Work to be completed: Scan the entries below. Return every line that includes "treeline".

** Material for the task follows **

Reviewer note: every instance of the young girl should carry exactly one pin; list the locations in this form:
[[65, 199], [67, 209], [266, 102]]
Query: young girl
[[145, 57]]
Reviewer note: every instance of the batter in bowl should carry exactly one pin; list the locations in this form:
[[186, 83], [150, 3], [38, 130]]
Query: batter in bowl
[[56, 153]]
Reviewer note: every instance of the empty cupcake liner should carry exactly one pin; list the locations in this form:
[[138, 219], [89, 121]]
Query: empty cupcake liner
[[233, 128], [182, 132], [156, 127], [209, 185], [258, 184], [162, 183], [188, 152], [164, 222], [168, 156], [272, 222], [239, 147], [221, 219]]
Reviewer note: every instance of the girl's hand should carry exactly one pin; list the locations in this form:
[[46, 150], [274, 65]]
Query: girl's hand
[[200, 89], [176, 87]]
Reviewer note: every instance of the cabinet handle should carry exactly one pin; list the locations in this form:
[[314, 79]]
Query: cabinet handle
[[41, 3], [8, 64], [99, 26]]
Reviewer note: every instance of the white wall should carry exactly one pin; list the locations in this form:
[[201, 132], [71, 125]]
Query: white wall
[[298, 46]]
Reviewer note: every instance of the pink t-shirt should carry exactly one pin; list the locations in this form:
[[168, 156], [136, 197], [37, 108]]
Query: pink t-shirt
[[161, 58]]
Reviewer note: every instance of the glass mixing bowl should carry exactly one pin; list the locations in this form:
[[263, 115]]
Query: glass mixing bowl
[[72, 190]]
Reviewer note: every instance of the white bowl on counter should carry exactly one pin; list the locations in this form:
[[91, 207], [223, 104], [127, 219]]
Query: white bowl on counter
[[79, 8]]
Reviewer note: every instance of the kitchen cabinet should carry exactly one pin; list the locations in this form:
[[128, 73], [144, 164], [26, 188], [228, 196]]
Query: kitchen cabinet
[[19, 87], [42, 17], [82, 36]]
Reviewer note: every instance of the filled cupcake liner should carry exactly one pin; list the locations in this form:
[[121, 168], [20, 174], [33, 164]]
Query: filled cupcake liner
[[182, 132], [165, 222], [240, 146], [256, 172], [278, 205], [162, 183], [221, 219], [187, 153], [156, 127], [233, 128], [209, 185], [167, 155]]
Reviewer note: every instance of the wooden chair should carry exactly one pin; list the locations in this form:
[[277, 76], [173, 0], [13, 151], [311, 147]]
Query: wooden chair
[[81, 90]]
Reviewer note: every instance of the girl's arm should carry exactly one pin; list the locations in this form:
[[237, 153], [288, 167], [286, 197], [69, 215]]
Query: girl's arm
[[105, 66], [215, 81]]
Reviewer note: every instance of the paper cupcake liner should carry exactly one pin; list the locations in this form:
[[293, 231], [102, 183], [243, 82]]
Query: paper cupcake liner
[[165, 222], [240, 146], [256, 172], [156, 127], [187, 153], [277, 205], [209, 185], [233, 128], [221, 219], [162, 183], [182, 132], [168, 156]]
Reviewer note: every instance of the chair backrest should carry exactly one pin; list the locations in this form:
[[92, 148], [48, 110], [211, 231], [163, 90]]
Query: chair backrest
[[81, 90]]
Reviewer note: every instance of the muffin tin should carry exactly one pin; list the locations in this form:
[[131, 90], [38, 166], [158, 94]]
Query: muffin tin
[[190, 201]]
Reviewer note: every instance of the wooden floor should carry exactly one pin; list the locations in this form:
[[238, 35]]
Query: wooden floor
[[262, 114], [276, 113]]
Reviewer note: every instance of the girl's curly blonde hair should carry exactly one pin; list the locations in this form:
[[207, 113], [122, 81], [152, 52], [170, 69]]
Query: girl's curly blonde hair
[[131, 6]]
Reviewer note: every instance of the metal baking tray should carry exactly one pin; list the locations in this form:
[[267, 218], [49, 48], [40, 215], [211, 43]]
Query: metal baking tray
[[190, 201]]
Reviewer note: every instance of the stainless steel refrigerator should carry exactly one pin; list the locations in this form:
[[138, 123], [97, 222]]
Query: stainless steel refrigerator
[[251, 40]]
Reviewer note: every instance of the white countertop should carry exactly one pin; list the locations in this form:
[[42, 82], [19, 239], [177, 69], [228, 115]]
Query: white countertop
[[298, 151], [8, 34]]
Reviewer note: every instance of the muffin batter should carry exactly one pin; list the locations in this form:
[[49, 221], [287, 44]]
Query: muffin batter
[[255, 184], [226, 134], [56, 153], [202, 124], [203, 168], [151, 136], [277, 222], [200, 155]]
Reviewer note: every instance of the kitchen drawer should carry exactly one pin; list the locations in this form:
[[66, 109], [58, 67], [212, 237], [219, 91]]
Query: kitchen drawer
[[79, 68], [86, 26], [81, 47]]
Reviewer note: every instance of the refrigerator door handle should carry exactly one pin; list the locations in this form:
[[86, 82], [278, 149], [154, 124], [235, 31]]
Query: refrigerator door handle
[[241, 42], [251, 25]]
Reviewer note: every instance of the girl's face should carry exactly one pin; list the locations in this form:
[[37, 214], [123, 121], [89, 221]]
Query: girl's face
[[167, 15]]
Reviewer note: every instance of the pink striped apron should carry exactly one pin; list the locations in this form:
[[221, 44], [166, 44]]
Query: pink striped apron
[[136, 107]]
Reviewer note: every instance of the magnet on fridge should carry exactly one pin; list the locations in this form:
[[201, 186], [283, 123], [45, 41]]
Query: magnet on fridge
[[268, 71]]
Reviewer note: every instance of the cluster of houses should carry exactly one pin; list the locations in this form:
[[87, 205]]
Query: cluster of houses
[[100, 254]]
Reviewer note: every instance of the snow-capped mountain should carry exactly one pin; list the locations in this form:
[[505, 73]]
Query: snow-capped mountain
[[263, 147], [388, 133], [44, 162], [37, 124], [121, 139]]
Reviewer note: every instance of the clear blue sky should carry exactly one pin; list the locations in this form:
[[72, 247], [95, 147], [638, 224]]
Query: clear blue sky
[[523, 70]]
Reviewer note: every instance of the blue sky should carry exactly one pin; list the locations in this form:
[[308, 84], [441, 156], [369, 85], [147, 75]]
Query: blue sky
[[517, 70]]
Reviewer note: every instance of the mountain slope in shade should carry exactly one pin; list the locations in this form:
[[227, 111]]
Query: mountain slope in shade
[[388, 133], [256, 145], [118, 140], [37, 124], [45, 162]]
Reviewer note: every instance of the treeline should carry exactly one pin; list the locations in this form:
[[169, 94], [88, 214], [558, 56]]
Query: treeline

** End of Material for the task **

Written reply:
Reviewer note: every instance of the treeline should carry exactly one pin; list the locations in this form:
Query: treeline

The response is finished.